Collected data:
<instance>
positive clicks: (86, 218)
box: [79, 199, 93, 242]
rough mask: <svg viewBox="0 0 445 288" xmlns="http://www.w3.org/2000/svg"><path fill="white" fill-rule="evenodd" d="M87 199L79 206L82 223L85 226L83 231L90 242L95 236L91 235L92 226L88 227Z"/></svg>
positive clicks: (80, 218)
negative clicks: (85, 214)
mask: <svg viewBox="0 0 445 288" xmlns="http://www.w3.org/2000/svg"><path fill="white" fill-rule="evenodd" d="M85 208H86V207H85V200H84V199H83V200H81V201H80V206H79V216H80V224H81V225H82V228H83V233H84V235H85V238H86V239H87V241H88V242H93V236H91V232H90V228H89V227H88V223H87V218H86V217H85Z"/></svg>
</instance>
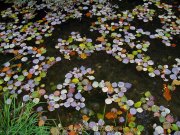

Exercise goal - Pick out every line in the records that contains the word "positive", and copy each of those lines in full.

Answer space -
positive clicks: (86, 218)
positive clicks: (80, 218)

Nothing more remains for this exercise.